§ Extract provided:
------------------------

The second offering is the 'original version'
of
You're the Voice, Reid's other number one
record (so far!), sung by its co-composer Chris Thompson, of Manfred Mann's
Earthband fame. John Farnham's chart-topping version clearly followed this
prototype very closely, though it dropped a whole tone, into F major, perhaps to allow him
easier access to the falsetto notes that Chris Thompson finds so effortlessly here.
This 1980s recording has a bit of period synth-percussion, yet the album is so
well-mastered – by Fred Kevorkian, known for work with Ryan
Adams, Willie Nelson, The White Stripes, Dave Matthews Band, Iggy Pop a.o. –
that the tracks' very diverse origins do not impinge on the ear at all.
It's otherwise a good deal less poppy, more demanding, than
the famous version with its compressed piano and its skirling bagpipe break. In
particular, Chris Thompson's version uses a pedal bass note in the chorus,
whereas Farnham's bassist followed the chord-changes. Thompson's bassist gets a
good break towards the end of the song, though; elsewhere there's a sax tootling
away that spawned no equivalent in the Farnham version. Lyrically this track is very
assertive and inclusive: we share 'the power to be powerful' and we
can 'write what we wanna write'; but it is also somewhat generic, in that the
exact cause for the fighting is not specified. 'We have a chance to turn the
pages over' suggests a clean start, a wish to close the book on a period of
gun-dominated history: Procol-lovers will note a kinship of imagery with (You
Can't) Turn Back the Page. Unlike many of the pieces on this album, Keith wrote
the words to an existing melodic outline provided by Chris Thompson.
The two men got
to know each other after meeting at a studio: Chris is of course the co-composer of a
Procol tune, The Hand that Rocks the Cradle. How ironic that Thompson's
Voice was not released on the solo-album he was then working on, since his
producers didn't see its commercial potential: yet the song achieved world-wide
fame, and has since been
covered by artists as diverse as Alan Parsons, Barbara Dickson, John Miles and
Brenda Cochrane.

------------------------

[Point annotation records]
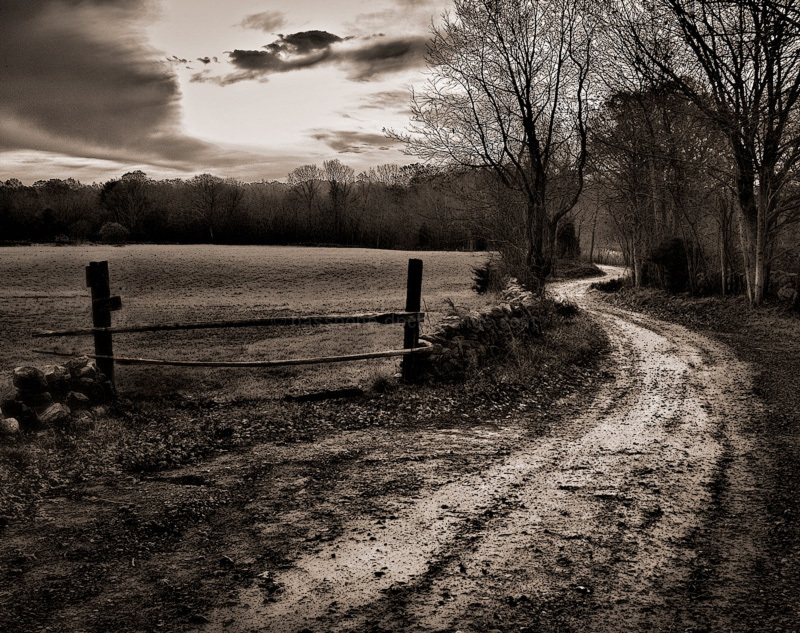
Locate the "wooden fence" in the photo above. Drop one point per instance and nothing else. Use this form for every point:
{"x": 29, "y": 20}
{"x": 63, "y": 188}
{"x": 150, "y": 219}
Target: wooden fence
{"x": 103, "y": 304}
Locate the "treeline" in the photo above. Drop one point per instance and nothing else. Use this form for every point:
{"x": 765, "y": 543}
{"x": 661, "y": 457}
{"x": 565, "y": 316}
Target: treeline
{"x": 662, "y": 176}
{"x": 384, "y": 207}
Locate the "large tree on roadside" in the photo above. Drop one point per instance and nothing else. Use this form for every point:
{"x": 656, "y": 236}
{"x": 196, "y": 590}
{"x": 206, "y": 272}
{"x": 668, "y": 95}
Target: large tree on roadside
{"x": 508, "y": 90}
{"x": 738, "y": 61}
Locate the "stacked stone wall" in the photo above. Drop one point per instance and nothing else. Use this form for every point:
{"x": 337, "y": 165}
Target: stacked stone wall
{"x": 63, "y": 397}
{"x": 462, "y": 343}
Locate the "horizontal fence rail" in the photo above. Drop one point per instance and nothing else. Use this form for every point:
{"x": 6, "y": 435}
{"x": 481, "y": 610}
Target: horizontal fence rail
{"x": 103, "y": 304}
{"x": 382, "y": 318}
{"x": 123, "y": 360}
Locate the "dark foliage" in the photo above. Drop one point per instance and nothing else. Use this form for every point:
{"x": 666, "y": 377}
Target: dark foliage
{"x": 668, "y": 266}
{"x": 488, "y": 278}
{"x": 611, "y": 285}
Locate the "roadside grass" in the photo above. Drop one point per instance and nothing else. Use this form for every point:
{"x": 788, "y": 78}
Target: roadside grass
{"x": 165, "y": 430}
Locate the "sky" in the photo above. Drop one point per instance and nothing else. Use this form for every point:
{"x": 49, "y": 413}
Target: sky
{"x": 251, "y": 89}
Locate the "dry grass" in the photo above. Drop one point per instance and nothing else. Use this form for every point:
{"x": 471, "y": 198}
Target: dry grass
{"x": 44, "y": 287}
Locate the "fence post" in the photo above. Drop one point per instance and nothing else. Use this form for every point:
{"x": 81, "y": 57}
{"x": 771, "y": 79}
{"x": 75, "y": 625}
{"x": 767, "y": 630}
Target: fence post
{"x": 102, "y": 305}
{"x": 410, "y": 367}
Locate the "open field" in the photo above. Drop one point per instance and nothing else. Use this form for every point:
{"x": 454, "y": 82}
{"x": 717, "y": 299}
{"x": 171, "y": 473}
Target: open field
{"x": 44, "y": 288}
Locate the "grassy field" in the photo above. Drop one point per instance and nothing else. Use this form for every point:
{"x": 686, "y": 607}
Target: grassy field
{"x": 44, "y": 288}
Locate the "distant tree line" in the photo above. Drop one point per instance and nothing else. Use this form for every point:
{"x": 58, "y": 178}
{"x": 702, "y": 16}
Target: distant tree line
{"x": 388, "y": 206}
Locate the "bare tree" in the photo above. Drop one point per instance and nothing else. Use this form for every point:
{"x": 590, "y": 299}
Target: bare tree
{"x": 739, "y": 63}
{"x": 306, "y": 182}
{"x": 340, "y": 179}
{"x": 214, "y": 201}
{"x": 508, "y": 90}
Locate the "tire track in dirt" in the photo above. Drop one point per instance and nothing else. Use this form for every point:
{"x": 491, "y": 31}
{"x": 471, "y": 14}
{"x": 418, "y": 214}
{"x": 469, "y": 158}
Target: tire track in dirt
{"x": 598, "y": 516}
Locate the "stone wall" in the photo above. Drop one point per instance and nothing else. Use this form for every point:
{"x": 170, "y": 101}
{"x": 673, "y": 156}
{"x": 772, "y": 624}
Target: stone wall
{"x": 63, "y": 397}
{"x": 462, "y": 343}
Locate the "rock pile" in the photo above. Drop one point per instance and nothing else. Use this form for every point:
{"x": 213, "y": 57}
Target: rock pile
{"x": 65, "y": 397}
{"x": 463, "y": 342}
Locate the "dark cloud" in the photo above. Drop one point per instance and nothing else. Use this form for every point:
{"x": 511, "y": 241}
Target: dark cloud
{"x": 267, "y": 21}
{"x": 79, "y": 78}
{"x": 364, "y": 59}
{"x": 352, "y": 141}
{"x": 387, "y": 100}
{"x": 304, "y": 42}
{"x": 384, "y": 57}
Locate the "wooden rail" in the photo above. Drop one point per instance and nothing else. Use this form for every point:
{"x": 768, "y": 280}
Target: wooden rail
{"x": 383, "y": 318}
{"x": 123, "y": 360}
{"x": 97, "y": 278}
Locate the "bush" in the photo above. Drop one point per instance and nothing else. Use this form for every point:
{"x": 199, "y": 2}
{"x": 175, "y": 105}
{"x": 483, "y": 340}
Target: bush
{"x": 667, "y": 264}
{"x": 612, "y": 285}
{"x": 488, "y": 278}
{"x": 568, "y": 245}
{"x": 113, "y": 233}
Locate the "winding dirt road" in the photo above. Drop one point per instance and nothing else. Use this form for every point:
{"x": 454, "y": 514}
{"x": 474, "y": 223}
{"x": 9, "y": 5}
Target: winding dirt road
{"x": 590, "y": 527}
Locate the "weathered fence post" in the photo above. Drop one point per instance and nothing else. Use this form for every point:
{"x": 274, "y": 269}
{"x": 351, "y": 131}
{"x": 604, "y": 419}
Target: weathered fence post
{"x": 410, "y": 368}
{"x": 102, "y": 305}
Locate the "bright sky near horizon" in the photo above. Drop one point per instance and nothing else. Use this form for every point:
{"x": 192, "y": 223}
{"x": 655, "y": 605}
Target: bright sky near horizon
{"x": 91, "y": 89}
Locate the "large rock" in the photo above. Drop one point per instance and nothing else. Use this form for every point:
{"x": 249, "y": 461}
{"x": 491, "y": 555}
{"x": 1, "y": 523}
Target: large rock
{"x": 57, "y": 379}
{"x": 9, "y": 426}
{"x": 29, "y": 380}
{"x": 89, "y": 371}
{"x": 26, "y": 417}
{"x": 57, "y": 415}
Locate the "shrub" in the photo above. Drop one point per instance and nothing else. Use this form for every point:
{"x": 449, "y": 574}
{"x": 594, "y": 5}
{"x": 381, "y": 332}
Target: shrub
{"x": 667, "y": 264}
{"x": 568, "y": 245}
{"x": 488, "y": 278}
{"x": 113, "y": 233}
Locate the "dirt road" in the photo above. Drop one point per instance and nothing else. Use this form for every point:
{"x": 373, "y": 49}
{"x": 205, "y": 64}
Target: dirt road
{"x": 591, "y": 526}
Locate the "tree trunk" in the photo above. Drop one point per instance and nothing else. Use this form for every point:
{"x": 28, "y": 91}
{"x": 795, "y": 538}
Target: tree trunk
{"x": 753, "y": 242}
{"x": 591, "y": 247}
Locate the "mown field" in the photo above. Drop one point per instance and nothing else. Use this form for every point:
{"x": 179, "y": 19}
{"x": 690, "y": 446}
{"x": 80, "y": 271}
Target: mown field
{"x": 44, "y": 287}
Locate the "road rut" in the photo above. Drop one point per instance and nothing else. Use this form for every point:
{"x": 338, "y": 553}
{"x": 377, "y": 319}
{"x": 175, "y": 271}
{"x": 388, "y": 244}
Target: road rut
{"x": 597, "y": 516}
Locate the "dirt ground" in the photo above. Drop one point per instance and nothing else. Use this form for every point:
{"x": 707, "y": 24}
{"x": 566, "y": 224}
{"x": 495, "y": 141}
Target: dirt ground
{"x": 635, "y": 503}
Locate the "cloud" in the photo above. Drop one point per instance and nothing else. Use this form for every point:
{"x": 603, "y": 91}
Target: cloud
{"x": 385, "y": 57}
{"x": 79, "y": 78}
{"x": 267, "y": 21}
{"x": 363, "y": 59}
{"x": 401, "y": 16}
{"x": 387, "y": 100}
{"x": 352, "y": 141}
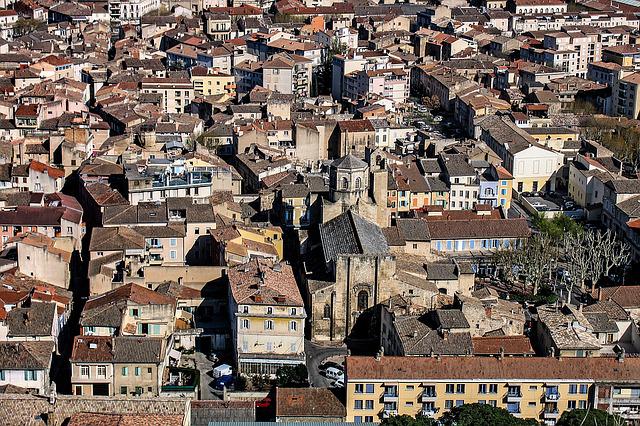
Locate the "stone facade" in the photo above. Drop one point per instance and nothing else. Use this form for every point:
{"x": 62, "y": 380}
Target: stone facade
{"x": 28, "y": 410}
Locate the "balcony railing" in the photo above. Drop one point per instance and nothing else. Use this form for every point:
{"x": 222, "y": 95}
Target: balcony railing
{"x": 514, "y": 396}
{"x": 428, "y": 396}
{"x": 389, "y": 413}
{"x": 552, "y": 396}
{"x": 389, "y": 397}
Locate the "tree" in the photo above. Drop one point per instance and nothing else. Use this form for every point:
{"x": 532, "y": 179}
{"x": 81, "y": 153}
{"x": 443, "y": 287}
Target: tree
{"x": 591, "y": 417}
{"x": 405, "y": 420}
{"x": 292, "y": 376}
{"x": 483, "y": 415}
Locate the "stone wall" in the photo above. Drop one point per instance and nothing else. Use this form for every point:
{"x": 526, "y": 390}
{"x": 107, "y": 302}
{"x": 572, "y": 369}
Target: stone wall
{"x": 28, "y": 410}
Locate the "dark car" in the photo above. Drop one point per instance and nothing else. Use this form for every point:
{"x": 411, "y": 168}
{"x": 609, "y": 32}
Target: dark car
{"x": 223, "y": 382}
{"x": 330, "y": 364}
{"x": 264, "y": 402}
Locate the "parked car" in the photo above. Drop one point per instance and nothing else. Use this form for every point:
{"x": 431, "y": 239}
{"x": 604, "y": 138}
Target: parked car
{"x": 222, "y": 370}
{"x": 328, "y": 364}
{"x": 223, "y": 382}
{"x": 334, "y": 373}
{"x": 264, "y": 402}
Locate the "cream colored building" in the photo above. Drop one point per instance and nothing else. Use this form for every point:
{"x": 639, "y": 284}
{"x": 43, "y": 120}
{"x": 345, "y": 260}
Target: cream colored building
{"x": 209, "y": 81}
{"x": 177, "y": 93}
{"x": 267, "y": 317}
{"x": 528, "y": 387}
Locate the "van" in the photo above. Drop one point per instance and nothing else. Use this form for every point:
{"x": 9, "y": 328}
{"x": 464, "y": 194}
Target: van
{"x": 223, "y": 382}
{"x": 222, "y": 370}
{"x": 334, "y": 374}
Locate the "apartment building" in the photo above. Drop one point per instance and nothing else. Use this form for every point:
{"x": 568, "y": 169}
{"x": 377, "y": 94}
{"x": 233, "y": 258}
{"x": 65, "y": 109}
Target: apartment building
{"x": 527, "y": 387}
{"x": 208, "y": 81}
{"x": 388, "y": 83}
{"x": 108, "y": 366}
{"x": 532, "y": 165}
{"x": 267, "y": 316}
{"x": 625, "y": 94}
{"x": 288, "y": 74}
{"x": 177, "y": 93}
{"x": 130, "y": 11}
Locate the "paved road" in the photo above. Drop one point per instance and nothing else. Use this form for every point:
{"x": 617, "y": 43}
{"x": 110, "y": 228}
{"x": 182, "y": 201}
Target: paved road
{"x": 316, "y": 354}
{"x": 205, "y": 367}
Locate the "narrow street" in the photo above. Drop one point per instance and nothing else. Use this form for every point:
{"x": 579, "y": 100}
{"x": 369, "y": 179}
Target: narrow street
{"x": 316, "y": 354}
{"x": 205, "y": 368}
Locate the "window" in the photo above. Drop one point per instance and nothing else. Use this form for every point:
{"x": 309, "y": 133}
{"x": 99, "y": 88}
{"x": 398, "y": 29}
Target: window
{"x": 327, "y": 311}
{"x": 363, "y": 300}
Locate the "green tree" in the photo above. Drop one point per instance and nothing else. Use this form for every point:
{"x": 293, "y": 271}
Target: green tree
{"x": 405, "y": 420}
{"x": 292, "y": 376}
{"x": 592, "y": 417}
{"x": 483, "y": 415}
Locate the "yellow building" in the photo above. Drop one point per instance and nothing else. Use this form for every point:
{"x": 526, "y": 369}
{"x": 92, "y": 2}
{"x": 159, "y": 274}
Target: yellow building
{"x": 528, "y": 387}
{"x": 210, "y": 81}
{"x": 266, "y": 316}
{"x": 505, "y": 187}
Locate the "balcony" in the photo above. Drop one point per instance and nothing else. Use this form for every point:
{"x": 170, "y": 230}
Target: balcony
{"x": 428, "y": 397}
{"x": 551, "y": 397}
{"x": 390, "y": 397}
{"x": 428, "y": 412}
{"x": 514, "y": 396}
{"x": 389, "y": 413}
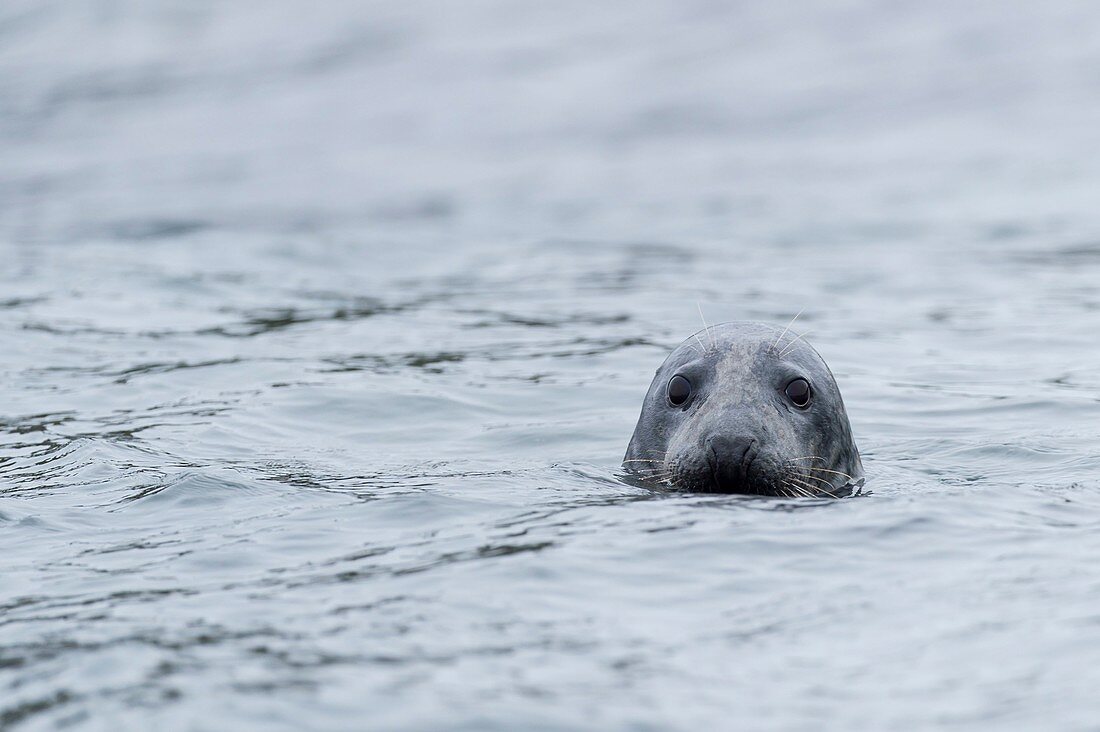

------------------------

§ Given exercise:
Rewrite everything in the piece on the original You're the Voice from "The two men" down to "Brenda Cochrane.", putting "recording studio" in place of "studio".

§ Response for this exercise:
The two men got
to know each other after meeting at a recording studio: Chris is of course the co-composer of a
Procol tune, The Hand that Rocks the Cradle. How ironic that Thompson's
Voice was not released on the solo-album he was then working on, since his
producers didn't see its commercial potential: yet the song achieved world-wide
fame, and has since been
covered by artists as diverse as Alan Parsons, Barbara Dickson, John Miles and
Brenda Cochrane.